__Data for this task__.
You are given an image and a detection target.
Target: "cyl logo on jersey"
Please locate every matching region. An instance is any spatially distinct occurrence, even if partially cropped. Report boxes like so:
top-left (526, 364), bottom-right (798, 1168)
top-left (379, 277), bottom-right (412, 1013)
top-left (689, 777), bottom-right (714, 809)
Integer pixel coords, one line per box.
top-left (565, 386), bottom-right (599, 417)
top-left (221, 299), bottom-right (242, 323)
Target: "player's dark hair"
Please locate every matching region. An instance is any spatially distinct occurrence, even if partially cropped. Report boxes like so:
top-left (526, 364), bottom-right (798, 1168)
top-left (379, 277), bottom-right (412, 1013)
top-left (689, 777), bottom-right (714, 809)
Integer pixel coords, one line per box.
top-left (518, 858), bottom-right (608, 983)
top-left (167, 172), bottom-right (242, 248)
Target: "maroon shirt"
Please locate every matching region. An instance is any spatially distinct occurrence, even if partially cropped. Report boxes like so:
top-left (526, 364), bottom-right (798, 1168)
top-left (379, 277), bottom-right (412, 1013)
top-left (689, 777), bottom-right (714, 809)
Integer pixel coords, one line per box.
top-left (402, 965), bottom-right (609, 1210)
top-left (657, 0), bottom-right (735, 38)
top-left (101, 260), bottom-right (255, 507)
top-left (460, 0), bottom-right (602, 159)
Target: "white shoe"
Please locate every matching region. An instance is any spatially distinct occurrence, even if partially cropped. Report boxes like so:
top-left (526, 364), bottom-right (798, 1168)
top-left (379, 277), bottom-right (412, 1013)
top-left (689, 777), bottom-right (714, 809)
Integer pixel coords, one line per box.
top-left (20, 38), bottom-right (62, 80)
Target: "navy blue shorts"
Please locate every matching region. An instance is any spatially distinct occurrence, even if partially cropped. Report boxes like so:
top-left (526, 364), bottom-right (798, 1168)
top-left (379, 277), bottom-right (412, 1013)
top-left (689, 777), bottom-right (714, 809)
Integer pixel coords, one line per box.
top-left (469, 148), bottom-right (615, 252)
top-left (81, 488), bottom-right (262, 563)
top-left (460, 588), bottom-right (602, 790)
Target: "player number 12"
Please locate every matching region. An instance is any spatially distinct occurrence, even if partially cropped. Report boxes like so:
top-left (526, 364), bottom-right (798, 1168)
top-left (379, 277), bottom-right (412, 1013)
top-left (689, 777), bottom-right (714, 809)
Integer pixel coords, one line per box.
* * *
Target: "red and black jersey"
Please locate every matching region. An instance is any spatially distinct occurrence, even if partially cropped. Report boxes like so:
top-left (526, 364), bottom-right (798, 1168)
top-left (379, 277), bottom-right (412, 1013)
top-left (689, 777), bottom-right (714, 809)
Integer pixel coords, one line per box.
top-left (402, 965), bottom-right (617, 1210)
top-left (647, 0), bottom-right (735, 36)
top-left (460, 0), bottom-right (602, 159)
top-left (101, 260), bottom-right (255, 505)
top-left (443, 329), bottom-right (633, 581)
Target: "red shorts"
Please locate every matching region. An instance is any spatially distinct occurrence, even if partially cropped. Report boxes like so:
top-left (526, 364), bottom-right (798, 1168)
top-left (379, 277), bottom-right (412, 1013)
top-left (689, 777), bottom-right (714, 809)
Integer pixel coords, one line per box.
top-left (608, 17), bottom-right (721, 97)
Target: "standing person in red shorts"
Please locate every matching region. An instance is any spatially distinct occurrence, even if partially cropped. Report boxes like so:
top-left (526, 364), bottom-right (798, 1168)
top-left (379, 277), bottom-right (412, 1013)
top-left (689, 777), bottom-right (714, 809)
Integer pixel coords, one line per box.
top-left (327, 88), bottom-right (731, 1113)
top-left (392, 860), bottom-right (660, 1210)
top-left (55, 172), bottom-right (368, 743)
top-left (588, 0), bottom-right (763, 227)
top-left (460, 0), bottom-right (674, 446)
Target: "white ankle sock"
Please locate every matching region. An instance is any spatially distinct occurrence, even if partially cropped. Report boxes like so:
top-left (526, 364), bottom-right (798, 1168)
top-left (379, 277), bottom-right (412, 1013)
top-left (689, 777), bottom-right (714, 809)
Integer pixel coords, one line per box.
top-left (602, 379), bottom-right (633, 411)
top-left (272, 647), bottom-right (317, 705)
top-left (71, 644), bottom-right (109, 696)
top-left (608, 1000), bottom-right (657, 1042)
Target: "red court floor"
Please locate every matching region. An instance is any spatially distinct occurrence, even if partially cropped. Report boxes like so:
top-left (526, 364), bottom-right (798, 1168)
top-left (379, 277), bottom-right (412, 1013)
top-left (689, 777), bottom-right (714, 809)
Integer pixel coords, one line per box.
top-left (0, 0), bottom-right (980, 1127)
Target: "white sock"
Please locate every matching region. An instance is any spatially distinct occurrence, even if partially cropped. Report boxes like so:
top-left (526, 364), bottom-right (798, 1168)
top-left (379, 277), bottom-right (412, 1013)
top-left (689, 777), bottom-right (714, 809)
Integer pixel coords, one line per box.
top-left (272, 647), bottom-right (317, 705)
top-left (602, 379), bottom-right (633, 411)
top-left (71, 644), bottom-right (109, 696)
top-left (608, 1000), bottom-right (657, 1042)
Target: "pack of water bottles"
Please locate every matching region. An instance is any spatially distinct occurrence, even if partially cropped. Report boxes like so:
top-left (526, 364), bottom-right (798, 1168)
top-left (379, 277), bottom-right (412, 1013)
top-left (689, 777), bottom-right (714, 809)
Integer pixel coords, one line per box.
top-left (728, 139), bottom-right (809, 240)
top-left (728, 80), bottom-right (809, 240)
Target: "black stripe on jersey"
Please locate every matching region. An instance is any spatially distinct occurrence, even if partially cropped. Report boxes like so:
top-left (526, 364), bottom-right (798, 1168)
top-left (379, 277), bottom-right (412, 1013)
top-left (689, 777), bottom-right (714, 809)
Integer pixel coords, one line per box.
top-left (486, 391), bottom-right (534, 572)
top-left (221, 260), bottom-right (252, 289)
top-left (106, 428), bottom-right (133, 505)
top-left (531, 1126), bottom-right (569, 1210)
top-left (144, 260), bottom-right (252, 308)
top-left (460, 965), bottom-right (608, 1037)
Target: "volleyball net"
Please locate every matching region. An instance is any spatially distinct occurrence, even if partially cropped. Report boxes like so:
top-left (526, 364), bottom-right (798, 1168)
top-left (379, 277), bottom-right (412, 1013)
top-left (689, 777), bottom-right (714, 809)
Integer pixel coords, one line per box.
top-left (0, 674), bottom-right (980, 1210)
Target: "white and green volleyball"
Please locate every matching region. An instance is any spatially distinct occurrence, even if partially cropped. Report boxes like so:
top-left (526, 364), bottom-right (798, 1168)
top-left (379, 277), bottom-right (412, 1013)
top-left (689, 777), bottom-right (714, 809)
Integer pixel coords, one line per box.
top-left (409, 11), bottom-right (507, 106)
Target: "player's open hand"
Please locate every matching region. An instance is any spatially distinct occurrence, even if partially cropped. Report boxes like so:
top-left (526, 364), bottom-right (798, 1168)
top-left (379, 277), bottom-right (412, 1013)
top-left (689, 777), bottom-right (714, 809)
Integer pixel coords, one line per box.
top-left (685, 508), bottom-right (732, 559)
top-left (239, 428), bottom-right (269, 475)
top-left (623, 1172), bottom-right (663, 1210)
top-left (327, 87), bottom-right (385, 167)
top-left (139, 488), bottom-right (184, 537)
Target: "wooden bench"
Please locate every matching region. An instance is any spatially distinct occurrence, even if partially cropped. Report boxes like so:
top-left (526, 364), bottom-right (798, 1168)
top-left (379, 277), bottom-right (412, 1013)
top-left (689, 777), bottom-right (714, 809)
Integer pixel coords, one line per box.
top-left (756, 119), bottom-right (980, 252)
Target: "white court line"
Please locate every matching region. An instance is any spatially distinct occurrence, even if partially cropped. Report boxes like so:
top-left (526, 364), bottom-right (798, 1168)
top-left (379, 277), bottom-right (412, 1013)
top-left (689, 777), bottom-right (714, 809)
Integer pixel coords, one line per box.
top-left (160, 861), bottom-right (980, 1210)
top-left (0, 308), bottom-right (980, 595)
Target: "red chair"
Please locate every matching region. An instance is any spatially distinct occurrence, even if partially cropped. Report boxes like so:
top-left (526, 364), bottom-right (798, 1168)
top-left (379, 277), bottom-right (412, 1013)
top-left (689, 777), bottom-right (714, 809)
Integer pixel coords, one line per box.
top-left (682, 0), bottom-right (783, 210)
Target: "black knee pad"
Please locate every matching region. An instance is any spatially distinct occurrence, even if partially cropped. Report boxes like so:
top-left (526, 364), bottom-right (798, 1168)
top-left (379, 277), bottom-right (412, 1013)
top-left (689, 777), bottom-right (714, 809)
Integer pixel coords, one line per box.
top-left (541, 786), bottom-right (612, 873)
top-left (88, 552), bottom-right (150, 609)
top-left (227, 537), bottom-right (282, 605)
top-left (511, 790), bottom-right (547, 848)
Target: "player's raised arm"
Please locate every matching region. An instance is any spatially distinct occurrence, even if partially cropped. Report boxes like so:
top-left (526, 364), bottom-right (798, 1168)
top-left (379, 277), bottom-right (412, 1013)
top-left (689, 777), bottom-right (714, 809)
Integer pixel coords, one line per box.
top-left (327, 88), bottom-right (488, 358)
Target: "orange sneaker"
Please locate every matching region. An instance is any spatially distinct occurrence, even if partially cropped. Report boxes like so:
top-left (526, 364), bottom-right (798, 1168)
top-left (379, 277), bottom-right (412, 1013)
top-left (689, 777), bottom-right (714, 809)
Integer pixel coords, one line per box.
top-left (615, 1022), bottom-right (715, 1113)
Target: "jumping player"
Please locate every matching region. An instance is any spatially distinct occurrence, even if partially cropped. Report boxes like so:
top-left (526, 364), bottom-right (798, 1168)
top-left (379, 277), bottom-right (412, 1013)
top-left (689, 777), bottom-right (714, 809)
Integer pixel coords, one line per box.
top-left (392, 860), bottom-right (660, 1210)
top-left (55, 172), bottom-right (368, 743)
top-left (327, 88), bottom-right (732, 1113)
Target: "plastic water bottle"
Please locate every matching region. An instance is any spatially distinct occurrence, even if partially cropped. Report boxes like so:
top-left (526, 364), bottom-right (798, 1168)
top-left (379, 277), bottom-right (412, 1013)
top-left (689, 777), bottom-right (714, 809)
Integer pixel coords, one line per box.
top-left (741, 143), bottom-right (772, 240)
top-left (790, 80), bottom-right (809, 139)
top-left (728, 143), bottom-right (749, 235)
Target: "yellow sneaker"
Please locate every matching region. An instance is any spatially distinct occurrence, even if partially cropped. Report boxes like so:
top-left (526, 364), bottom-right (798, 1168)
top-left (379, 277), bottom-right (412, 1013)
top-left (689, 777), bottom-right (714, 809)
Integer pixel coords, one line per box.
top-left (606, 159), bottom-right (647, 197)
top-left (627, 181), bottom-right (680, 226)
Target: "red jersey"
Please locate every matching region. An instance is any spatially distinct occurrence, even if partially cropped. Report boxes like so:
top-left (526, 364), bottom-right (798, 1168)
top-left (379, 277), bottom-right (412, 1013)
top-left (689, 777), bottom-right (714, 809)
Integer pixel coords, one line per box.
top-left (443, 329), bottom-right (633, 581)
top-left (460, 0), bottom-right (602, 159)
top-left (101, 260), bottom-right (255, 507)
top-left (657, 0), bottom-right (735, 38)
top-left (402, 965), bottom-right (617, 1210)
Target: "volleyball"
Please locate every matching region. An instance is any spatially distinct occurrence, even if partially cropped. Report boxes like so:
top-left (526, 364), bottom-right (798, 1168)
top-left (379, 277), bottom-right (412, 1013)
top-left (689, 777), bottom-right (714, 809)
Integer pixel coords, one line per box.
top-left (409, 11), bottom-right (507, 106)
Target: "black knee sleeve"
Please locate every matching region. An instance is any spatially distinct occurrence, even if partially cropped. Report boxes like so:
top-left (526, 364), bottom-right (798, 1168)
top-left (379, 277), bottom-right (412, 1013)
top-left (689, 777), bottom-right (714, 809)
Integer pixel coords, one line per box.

__Problem requirements__.
Pick out and copy every line in the items above that contains the word "court". Case counts: match only lines where the string appears with exactly that capitalization.

__Output of the exercise__.
Target: "red court floor"
Target: "white court line"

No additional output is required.